_Goal 1_: Pick out every line in the records that contains the string "bracelet", treating uppercase and lowercase as different, and copy each of those lines.

_Quoted passage_:
═══

We became more alarmed when the Company’s Sandakan Assets did default on their MTNs on 8 December 2023 and then even more so when the Company failed to resolve its MTN default at the end of the 30 day “grace” period on 8 January 2024, resulting in the “guarantor banks” stepping in to honour their guarantee of the MTNs and payoff the MTN holders.

We had several unsatisfactory calls/email exchanges with the Chairman and/or Directors of the Company where we were essentially told that everything was alright and the purported sale of the Sandakan Assets would successfully settle. We concluded that the Board was in denial and needed a radical shake up. We accelerated our search for potential candidates to join the Board. We also continued to looking for advisers in Malaysia who could potentially help advise the Company or to step in and workout the problems of the Company if necessary. I visited Kuala Lumpur in both February and March 2024 and conducted field research on the Company and met potential directors and advisers for the Company.

The Company announced on 8 April 2024 a “Supplemental Agreement” with the same purported buyer of the Sandakan Assets

We did, as the 3 June 2024 Announcement states, formally write to the Board on 2 April 2024 requesting various changes to the Board and gave the Board until the 5:00pm UK time on 8 April 2024 to respond. Shortly before that deadline, the Company announced on 8 April 2024 via RNS, the news service of the London Stock Exchange, that it had signed a “Supplemental Agreement” on 6 April 2024 to resurrect the sale of the Sandakan Assets with the same buyer who had already failed to settle the transaction previously announced on 30 June 2023. The Company’s official announcement stated this time the buyer would make a payment of about MYR61 million on or before 6 May 2024 and the balance of approximately MYR104 million within 45 days thereafter. According to this announcement, the purported buyer again did not make any deposit (even though it had already failed to complete on the earlier transaction).

═══

_Goal 2_: Rewrite everything from "We had several" down to "for the Company." in the account of the Sandakan Assets sale, changing "radical shake up" to "complete overhaul".

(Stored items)
═══

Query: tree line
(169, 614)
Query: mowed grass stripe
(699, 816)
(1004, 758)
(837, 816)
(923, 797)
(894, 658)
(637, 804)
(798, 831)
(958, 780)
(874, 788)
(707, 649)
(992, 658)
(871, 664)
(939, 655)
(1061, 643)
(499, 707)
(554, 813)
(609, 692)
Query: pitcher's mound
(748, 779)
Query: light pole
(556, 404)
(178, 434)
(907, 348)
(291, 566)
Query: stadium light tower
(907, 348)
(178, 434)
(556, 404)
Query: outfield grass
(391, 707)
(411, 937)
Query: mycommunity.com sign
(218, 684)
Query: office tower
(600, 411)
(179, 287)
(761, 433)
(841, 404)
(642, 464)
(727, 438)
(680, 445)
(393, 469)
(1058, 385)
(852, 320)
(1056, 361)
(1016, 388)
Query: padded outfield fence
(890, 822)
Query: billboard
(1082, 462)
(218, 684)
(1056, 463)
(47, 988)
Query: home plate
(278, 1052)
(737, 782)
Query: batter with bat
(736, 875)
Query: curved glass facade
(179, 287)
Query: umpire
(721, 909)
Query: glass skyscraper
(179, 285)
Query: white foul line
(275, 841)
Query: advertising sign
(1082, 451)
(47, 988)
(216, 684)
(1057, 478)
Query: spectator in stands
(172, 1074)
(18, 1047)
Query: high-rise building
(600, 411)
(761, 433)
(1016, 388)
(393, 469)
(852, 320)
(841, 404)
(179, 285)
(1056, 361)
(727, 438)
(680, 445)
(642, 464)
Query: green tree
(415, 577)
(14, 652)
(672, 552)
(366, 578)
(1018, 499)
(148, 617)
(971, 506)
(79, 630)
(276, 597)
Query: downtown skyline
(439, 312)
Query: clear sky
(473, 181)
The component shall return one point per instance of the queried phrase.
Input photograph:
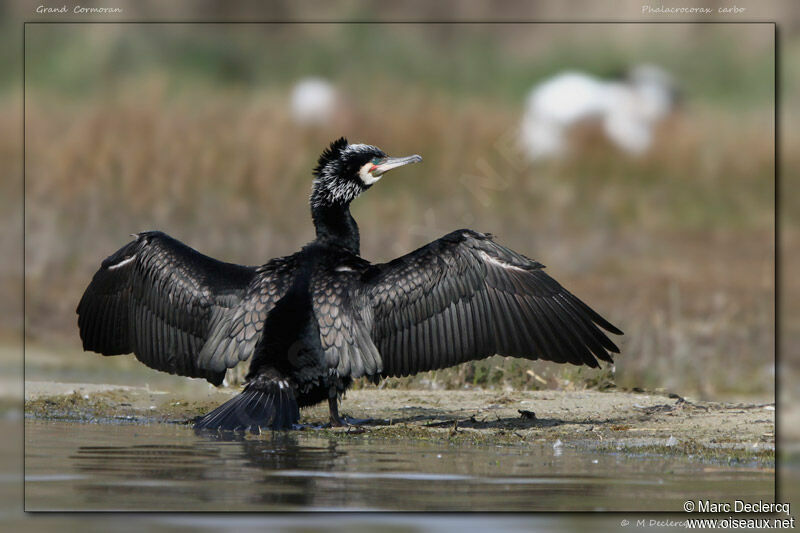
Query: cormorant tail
(265, 403)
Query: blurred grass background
(185, 128)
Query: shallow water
(74, 466)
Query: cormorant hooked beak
(388, 163)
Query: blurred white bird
(628, 109)
(313, 101)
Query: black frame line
(776, 225)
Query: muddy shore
(627, 421)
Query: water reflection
(164, 467)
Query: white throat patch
(366, 177)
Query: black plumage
(312, 322)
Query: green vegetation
(185, 129)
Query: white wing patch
(489, 259)
(122, 263)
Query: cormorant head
(346, 170)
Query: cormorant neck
(335, 225)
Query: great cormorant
(317, 319)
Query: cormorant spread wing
(464, 297)
(178, 310)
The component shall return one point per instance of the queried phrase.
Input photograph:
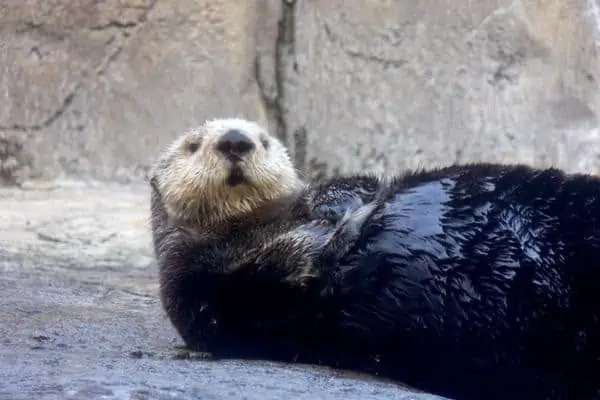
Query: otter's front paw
(336, 211)
(346, 233)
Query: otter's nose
(234, 144)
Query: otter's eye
(192, 147)
(264, 142)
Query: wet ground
(80, 316)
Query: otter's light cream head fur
(193, 177)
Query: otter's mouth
(236, 176)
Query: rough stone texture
(387, 84)
(95, 88)
(80, 316)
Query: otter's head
(224, 168)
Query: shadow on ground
(80, 317)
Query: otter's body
(477, 282)
(474, 281)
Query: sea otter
(474, 281)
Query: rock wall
(94, 89)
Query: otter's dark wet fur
(474, 281)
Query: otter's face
(223, 168)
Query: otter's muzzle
(235, 145)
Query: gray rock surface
(94, 88)
(80, 318)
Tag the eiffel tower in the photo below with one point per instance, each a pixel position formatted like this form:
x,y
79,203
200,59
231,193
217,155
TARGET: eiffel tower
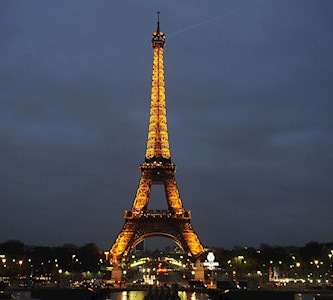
x,y
141,223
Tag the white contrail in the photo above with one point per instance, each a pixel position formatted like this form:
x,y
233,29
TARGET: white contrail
x,y
216,17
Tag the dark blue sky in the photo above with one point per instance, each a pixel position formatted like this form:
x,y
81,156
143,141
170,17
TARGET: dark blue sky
x,y
249,88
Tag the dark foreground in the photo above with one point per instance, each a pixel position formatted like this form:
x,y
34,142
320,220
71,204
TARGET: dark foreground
x,y
86,294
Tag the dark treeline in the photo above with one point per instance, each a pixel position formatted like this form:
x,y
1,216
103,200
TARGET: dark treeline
x,y
48,259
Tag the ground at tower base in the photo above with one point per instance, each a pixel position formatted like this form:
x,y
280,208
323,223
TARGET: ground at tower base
x,y
269,272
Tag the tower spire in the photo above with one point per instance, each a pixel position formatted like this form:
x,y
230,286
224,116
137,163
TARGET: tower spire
x,y
158,22
158,141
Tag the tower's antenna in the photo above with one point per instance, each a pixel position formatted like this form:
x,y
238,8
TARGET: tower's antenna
x,y
158,21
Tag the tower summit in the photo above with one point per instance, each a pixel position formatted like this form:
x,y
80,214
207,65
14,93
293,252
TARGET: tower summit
x,y
157,168
158,142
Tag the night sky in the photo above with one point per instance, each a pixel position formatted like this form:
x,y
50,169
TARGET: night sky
x,y
249,88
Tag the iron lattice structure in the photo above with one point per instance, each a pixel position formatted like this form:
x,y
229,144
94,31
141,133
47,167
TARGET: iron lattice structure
x,y
141,223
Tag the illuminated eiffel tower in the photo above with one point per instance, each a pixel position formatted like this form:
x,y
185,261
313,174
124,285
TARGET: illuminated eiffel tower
x,y
174,222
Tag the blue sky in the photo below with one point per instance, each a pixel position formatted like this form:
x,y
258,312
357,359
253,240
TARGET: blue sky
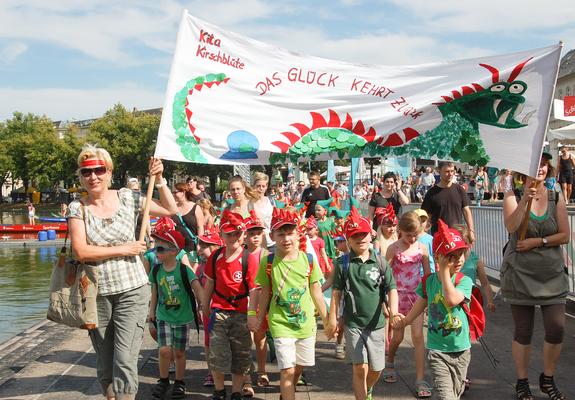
x,y
72,59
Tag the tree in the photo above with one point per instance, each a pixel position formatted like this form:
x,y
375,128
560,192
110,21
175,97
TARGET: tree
x,y
32,144
129,137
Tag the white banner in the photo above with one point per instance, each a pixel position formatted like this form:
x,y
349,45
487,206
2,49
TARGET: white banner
x,y
231,99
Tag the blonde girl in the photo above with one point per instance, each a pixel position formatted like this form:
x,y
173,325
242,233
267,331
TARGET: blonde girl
x,y
407,256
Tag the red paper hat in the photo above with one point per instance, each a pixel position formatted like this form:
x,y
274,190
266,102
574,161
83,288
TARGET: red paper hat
x,y
311,222
281,217
211,236
164,224
446,240
172,236
232,222
355,223
253,222
386,215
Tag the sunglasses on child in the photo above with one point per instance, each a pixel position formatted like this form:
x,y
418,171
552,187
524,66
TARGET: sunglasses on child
x,y
87,172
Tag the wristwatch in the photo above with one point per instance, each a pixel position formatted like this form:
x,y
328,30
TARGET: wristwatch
x,y
162,183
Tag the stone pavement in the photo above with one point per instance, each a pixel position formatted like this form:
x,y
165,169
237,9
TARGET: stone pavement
x,y
54,362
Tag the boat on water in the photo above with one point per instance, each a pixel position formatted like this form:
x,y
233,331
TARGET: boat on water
x,y
19,228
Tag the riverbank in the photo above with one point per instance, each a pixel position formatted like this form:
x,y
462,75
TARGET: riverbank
x,y
54,362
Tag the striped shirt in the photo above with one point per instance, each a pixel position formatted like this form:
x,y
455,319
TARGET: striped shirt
x,y
116,274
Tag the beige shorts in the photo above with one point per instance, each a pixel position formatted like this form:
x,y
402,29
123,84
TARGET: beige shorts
x,y
292,351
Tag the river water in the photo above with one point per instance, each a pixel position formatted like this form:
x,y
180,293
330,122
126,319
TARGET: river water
x,y
24,280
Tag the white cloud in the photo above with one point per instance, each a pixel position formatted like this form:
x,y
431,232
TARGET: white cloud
x,y
65,104
10,52
490,16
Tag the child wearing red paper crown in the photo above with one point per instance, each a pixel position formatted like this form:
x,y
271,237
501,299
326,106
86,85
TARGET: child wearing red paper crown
x,y
290,287
209,242
171,308
386,222
448,338
318,245
255,239
365,282
229,280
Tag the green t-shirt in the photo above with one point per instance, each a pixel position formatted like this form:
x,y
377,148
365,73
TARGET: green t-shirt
x,y
174,304
363,281
448,328
291,314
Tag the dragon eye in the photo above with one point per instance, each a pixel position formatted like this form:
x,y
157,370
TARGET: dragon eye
x,y
497,88
516,88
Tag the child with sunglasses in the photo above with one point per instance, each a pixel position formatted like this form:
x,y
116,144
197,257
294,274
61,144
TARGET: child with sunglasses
x,y
171,307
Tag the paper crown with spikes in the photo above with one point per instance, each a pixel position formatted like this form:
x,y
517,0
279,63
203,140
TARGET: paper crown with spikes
x,y
447,240
211,236
386,215
281,217
232,221
254,222
355,224
311,222
164,224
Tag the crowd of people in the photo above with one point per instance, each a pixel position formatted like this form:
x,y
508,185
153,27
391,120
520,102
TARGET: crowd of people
x,y
270,262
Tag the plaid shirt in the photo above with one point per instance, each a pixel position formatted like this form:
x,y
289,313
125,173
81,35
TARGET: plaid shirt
x,y
117,274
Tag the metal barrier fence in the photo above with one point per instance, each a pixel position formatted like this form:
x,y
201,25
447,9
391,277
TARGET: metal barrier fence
x,y
491,236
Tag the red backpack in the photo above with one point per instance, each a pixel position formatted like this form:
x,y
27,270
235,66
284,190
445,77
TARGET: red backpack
x,y
474,311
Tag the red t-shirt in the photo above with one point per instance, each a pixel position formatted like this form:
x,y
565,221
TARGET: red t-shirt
x,y
230,281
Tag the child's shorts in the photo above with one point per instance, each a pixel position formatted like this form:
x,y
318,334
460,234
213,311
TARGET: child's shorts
x,y
175,336
230,343
292,351
364,346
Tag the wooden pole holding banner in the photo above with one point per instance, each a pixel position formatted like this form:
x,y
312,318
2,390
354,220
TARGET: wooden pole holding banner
x,y
146,212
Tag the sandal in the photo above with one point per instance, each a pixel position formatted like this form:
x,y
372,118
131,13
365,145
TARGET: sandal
x,y
389,373
247,390
522,390
424,389
263,379
547,386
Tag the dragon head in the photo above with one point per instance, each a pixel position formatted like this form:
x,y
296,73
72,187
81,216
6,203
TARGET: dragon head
x,y
501,104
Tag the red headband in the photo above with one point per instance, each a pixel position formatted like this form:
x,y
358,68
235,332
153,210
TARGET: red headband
x,y
93,162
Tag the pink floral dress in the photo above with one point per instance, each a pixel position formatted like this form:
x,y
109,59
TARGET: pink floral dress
x,y
406,271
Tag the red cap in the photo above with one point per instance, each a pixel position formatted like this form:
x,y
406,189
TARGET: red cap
x,y
232,222
386,215
172,236
211,236
311,222
355,223
253,221
281,217
164,224
446,240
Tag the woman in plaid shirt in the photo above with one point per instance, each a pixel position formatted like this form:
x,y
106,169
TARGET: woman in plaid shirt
x,y
102,228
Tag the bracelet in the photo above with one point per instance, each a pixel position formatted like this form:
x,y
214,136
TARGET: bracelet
x,y
162,184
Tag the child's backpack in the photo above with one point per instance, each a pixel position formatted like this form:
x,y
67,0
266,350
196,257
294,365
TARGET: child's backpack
x,y
187,287
474,311
383,288
269,265
233,300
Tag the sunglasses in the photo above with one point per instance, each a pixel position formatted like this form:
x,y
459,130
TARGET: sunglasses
x,y
162,249
87,172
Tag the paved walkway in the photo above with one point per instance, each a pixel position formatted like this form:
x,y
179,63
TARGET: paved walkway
x,y
54,362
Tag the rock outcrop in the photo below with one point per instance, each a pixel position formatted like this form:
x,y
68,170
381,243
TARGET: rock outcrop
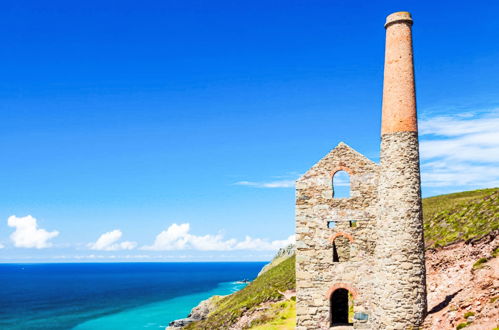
x,y
281,255
198,313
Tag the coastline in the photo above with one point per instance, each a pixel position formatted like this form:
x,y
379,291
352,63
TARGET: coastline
x,y
205,307
157,315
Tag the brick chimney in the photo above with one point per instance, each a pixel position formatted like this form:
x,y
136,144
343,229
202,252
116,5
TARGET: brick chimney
x,y
401,277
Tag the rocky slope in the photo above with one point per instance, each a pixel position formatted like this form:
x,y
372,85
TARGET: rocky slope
x,y
462,273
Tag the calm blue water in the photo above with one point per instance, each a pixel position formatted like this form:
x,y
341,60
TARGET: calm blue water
x,y
113,295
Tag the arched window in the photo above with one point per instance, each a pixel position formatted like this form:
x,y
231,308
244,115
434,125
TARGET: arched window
x,y
341,248
341,307
341,185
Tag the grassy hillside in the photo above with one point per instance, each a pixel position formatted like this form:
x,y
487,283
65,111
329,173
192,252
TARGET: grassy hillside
x,y
447,219
264,288
460,216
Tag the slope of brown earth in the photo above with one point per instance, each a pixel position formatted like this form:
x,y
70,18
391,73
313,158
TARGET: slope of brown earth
x,y
461,292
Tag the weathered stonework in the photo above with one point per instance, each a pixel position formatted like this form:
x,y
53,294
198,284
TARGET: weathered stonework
x,y
372,257
317,274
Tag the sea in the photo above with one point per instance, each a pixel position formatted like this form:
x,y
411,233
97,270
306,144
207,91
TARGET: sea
x,y
111,296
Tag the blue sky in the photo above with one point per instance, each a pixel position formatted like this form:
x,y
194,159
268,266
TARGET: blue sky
x,y
123,118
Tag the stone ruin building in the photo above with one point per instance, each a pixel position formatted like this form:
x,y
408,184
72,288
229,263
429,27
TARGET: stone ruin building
x,y
360,260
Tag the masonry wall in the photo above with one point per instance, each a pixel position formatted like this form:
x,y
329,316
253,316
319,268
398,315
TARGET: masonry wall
x,y
317,276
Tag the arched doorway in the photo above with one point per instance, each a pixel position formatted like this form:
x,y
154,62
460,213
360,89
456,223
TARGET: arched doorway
x,y
341,306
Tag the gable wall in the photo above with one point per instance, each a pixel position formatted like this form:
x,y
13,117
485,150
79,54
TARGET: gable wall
x,y
317,275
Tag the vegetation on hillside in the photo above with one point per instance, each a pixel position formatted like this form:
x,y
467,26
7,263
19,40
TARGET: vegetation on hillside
x,y
460,216
266,287
281,315
447,219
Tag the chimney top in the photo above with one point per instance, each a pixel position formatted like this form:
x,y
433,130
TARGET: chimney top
x,y
398,17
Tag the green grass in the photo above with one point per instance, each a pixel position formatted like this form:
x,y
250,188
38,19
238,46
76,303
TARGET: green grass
x,y
279,316
264,288
447,219
460,216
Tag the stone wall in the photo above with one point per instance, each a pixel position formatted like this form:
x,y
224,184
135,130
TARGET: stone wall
x,y
317,275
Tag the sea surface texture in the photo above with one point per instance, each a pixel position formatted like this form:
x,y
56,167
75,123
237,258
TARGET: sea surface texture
x,y
111,295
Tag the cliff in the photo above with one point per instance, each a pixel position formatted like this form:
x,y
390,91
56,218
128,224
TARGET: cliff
x,y
462,273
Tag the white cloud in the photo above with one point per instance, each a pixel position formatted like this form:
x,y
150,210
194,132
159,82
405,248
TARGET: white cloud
x,y
460,150
109,242
270,184
27,233
177,237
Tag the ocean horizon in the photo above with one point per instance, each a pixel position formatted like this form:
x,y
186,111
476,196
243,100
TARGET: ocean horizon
x,y
134,295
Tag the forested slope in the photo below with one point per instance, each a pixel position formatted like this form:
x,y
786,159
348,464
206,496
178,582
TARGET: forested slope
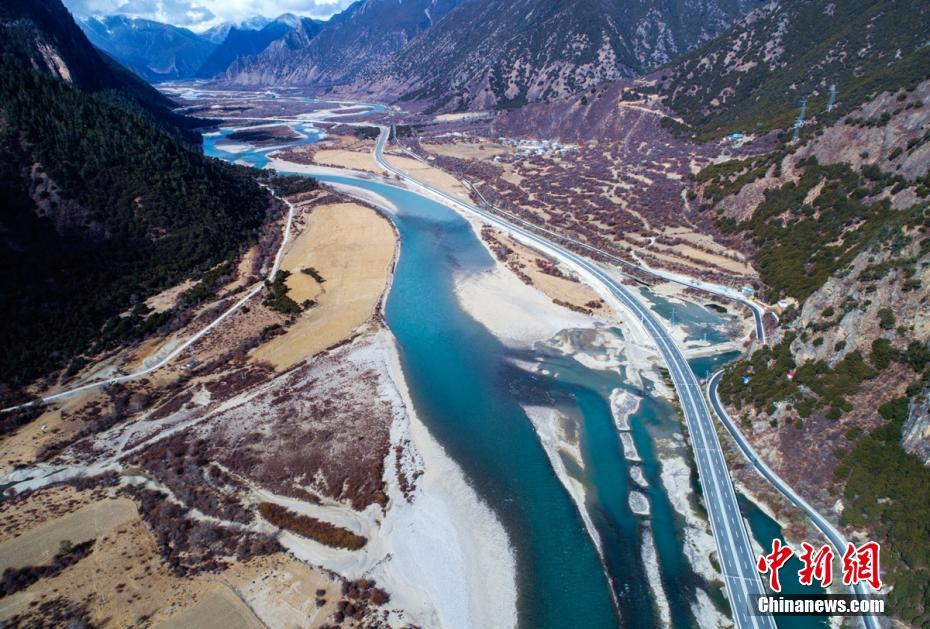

═══

_Correct answer 1_:
Tag the bracelet in the photo above with one point per instance, each a pixel position formatted like this form:
TARGET: bracelet

_Correct answer 2_:
We had several unsatisfactory calls/email exchanges with the Chairman and/or Directors of the Company where we were essentially told that everything was alright and the purported sale of the Sandakan Assets would successfully settle. We concluded that the Board was in denial and needed a complete overhaul. We accelerated our search for potential candidates to join the Board. We also continued to looking for advisers in Malaysia who could potentially help advise the Company or to step in and workout the problems of the Company if necessary. I visited Kuala Lumpur in both February and March 2024 and conducted field research on the Company and met potential directors and advisers for the Company.